» **WORK ITEM**: Each entry below needs to be copied exactly, with nothing dropped.

» **DATA EXCERPTS**:
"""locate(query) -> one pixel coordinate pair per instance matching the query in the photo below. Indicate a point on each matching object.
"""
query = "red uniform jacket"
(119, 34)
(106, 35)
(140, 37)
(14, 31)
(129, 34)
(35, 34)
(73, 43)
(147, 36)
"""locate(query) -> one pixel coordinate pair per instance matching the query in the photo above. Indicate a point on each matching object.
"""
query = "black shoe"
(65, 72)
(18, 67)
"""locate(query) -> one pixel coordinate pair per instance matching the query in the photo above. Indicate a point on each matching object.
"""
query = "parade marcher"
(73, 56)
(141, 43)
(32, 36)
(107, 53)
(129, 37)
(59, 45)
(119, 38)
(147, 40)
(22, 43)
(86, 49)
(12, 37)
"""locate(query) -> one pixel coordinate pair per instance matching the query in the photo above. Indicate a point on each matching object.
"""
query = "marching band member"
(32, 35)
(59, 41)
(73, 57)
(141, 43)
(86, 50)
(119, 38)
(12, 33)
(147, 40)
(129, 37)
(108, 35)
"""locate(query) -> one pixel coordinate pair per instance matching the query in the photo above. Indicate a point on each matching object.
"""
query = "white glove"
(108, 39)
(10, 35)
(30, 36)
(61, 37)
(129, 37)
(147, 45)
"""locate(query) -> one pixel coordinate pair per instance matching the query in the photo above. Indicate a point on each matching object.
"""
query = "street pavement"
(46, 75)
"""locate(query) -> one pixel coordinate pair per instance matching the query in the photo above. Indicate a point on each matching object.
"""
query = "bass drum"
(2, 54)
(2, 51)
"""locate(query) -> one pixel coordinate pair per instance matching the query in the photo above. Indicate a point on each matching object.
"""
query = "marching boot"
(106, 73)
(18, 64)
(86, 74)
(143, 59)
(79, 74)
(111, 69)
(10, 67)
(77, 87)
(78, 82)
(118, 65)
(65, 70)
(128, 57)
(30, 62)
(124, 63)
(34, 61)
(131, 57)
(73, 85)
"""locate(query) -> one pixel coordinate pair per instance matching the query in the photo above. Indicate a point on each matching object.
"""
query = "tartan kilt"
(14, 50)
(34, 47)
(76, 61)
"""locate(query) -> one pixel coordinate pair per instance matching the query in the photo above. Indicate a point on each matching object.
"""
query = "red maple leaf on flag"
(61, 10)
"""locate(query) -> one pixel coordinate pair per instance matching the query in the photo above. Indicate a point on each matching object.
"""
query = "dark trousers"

» **ANSWER TO THE PROBLEM**:
"""locate(query) -> one pixel coordinate pair per instance matching the query in the photo below. Indicate a point on each matching object.
"""
query = "red uniform jacket"
(119, 34)
(106, 35)
(140, 37)
(14, 31)
(129, 34)
(35, 34)
(73, 43)
(147, 36)
"""locate(query) -> one pixel coordinate pair per instance matching the query in the photo above. Indicate a point on each matching object.
"""
query = "black shoe"
(65, 72)
(18, 67)
"""locate(query) -> one pixel coordinate pair per instance matching the query in the photo above. Indicate a point on each matching object.
"""
query = "parade marcher"
(73, 56)
(141, 43)
(32, 36)
(107, 53)
(129, 37)
(59, 45)
(119, 38)
(147, 40)
(22, 43)
(86, 49)
(12, 37)
"""locate(query) -> one pixel coordinate pair per instance matching the query in the photo above. Indicate a point on each matching object.
"""
query = "marching band member"
(32, 35)
(59, 41)
(73, 57)
(141, 43)
(86, 50)
(119, 38)
(12, 33)
(147, 40)
(129, 37)
(108, 35)
"""locate(query) -> one pixel coordinate pair per instance matching the query in the photo above. Indicate a point on each matching object.
"""
query = "white glove"
(108, 39)
(10, 35)
(30, 36)
(61, 37)
(129, 37)
(147, 45)
"""locate(query) -> one pixel coordinate pair per instance matching the query in the photo above. Indicate a point on each matching object.
"""
query = "street pavement"
(46, 75)
"""locate(query) -> one pixel coordinate pair per instance matching the query in the photo above. Indicate a point on each matching object.
"""
query = "bass drum"
(2, 54)
(2, 51)
"""locate(query) -> one pixel coordinate pair per instance matching the query in the photo above. Indicate a point on each matching object.
"""
query = "marching boot"
(106, 73)
(18, 64)
(86, 74)
(143, 59)
(79, 74)
(111, 69)
(10, 67)
(77, 87)
(78, 82)
(118, 65)
(65, 70)
(128, 57)
(30, 62)
(124, 63)
(34, 61)
(131, 57)
(73, 85)
"""locate(query) -> one pixel coordinate pair per instance matching the query in the photo above. Indicate a point on each matching object.
"""
query = "tartan kilt"
(14, 50)
(34, 47)
(76, 61)
"""locate(query) -> one pixel coordinate pair per instance matching the query in the photo above. Indicate a point on each matching object.
"""
query = "red maple leaf on flag"
(61, 10)
"""locate(query) -> one pixel coordinate pair per instance matching the query in the photo above. Indicate a point on each matching object.
"""
query = "dark trousers"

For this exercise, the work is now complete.